Operation of the upper camping area, serviced caravan park, kiosk and water treatment plant were discontinued in late 2022, meaning only non-potable water is now available.

For enquiries regarding camping, contact (07) 4127 7278.

  • No pre-booking available
  • No treated water or washing machines available on site
  • No fires are permitted in the campground.


For everyone’s enjoyment and safety, please keep your pet on a leash or restrained during your visit.


Help us keep all recreational areas clean and tidy by using the rubbish bins provided. If rubbish bins are full or unavailable, please take your rubbish with you. Please also take any seafood rubbish with you to reduce odour.


There are recreational gas BBQs available for use. Please use common sense when around open flame. Contact 000 to report uncontrolled fire.

Antisocial behaviour

If you observe vandalism, antisocial behaviour or any illegal activities, please contact the Police immediately on 000 to ensure we keep the dam safe and enjoyable for all.

Commercial or large group activities

Please note that approval is required for the use of Sunwater land for any organised event or function other than normal visitor activities in approved recreational areas. Events or functions include, but are not limited to fishing, swimming, rowing, boating or skiing competitions or displays, community events, weddings or other organised on-land activities. To gain approval, submit a General Application for Access to Sunwater Land or Infrastructure and Events or contact us on 13 15 89.

Motorcycles and other vehicles

The recreational use of motorcycles and four wheelers within the area and the surrounding private property is strictly prohibited. Please practise caution when driving all other vehicles in the area and obey the speed limit.


There is a known presence of submerged trees and other objects. The previous Mingo crossing bridge, situated 24kms upstream from Paradise Dam, is visible when the water level at Paradise Dam is low. Floating objects may be present after an inflow or flood event. Fast flowing water may be released suddenly from the spillway.

Read the signs and stay safe

For your own safety, please take note of the signs around the dam including those regarding private property and trespassing.
The signs indicate hazards to watch out for and areas to avoid. Keep an eye on your children and inform them of the hazards and permitted areas.

Emergency Management

View the Paradise Dam Emergency Action Plan, here.

Visitors must adhere to current COVID-19 social distancing guidelines and are encouraged to observe good hygiene practices.

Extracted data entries
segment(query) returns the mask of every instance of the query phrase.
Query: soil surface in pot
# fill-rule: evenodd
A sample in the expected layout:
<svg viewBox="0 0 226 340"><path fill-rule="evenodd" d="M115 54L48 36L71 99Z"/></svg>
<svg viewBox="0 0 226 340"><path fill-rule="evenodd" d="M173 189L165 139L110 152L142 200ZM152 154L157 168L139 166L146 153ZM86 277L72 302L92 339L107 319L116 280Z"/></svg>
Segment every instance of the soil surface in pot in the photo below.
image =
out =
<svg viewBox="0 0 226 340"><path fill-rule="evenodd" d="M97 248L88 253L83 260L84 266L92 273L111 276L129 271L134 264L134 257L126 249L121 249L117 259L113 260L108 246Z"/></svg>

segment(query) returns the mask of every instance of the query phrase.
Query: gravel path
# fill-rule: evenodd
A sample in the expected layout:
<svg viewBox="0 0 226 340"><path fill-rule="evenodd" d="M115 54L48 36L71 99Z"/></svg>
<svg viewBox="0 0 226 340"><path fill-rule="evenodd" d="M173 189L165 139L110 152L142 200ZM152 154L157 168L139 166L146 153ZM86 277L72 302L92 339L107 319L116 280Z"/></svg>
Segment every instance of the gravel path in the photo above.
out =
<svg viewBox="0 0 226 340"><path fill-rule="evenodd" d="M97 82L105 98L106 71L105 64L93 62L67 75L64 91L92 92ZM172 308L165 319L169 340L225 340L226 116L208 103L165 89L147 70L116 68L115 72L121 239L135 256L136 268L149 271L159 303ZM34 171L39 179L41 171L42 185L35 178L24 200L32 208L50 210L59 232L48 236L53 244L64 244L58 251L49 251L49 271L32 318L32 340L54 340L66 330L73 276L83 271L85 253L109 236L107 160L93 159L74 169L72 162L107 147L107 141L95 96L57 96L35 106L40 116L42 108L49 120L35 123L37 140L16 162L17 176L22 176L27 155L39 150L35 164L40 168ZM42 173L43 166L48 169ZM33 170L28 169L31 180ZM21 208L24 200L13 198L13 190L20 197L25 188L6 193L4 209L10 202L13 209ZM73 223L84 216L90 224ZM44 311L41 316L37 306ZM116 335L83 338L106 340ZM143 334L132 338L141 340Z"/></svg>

• **Actions to take**:
1. Print the part of the Paradise Dam visitor information from "For enquiries regarding" to "report uncontrolled fire.".
2. Answer these from the Paradise Dam visitor information:
(a) What phone number is given for camping enquiries?
(b) How far upstream from Paradise Dam is the previous Mingo crossing bridge?
(c) What number should be called to report an uncontrolled fire?
3. According to the Paradise Dam visitor information, why is only non-potable water now available?
The extracted data entries are material separate from the Paradise Dam visitor information.

• **Answers given**:
1.
For enquiries regarding camping, contact (07) 4127 7278.

  • No pre-booking available
  • No treated water or washing machines available on site
  • No fires are permitted in the campground.


For everyone’s enjoyment and safety, please keep your pet on a leash or restrained during your visit.


Help us keep all recreational areas clean and tidy by using the rubbish bins provided. If rubbish bins are full or unavailable, please take your rubbish with you. Please also take any seafood rubbish with you to reduce odour.


There are recreational gas BBQs available for use. Please use common sense when around open flame. Contact 000 to report uncontrolled fire.

2.
(a) (07) 4127 7278
(b) 24 km
(c) 000

3. Operation of the water treatment plant was discontinued in late 2022. The upper camping area, serviced caravan park and kiosk were discontinued at the same time.